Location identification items
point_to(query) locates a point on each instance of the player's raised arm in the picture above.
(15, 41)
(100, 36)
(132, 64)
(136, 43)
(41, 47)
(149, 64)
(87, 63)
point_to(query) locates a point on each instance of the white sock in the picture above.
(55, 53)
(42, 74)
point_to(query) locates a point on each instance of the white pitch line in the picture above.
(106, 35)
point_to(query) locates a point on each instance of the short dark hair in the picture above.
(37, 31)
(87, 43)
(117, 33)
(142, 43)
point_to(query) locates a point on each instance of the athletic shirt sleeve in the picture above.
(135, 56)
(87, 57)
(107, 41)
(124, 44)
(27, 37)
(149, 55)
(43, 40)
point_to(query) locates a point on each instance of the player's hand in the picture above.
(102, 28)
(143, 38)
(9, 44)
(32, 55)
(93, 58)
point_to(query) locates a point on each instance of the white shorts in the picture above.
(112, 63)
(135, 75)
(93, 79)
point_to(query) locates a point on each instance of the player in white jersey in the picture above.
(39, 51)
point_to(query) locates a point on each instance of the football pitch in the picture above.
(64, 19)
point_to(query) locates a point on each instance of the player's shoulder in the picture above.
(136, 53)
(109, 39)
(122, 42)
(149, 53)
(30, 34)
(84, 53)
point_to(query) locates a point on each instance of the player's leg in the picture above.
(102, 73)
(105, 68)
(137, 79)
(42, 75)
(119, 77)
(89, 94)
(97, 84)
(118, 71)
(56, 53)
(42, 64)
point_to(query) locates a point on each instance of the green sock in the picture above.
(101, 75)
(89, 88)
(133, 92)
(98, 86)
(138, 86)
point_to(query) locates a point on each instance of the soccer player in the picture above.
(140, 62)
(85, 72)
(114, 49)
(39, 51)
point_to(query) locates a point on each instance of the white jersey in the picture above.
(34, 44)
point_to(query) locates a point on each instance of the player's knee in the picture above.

# Stated goal
Please reproduce the lines of the items above, starting with the line that contains "shorts in the picture above." and continuing through the last line of the items, both included.

# Final result
point_to(query) locates a point on each instance of the white shorts in the picture above.
(112, 63)
(135, 75)
(93, 79)
point_to(query) locates a point on each instance of the player in white jersey in the picture above.
(39, 51)
point_to(query) locates a point on each instance of the football pitch in the picture above.
(64, 19)
point_to(query) locates a point on each instance of the player's shoulder in the picture above.
(136, 53)
(109, 39)
(122, 42)
(149, 53)
(30, 34)
(84, 53)
point_to(query) locates a point on each instance of the player's leg in the picture above.
(102, 73)
(105, 68)
(137, 79)
(42, 75)
(119, 77)
(89, 94)
(97, 84)
(118, 71)
(56, 53)
(42, 64)
point_to(query) locates a point on each instance of the green sock in the picture above.
(101, 75)
(89, 88)
(133, 92)
(98, 86)
(138, 86)
point_to(query) locates a point on each instance of the soccer player in the picture above.
(140, 62)
(85, 72)
(114, 49)
(39, 51)
point_to(query) locates a point on each instance of the white jersey in the picture above.
(34, 44)
point_to(query) locates a point on each instance of the player's knee in the picture above.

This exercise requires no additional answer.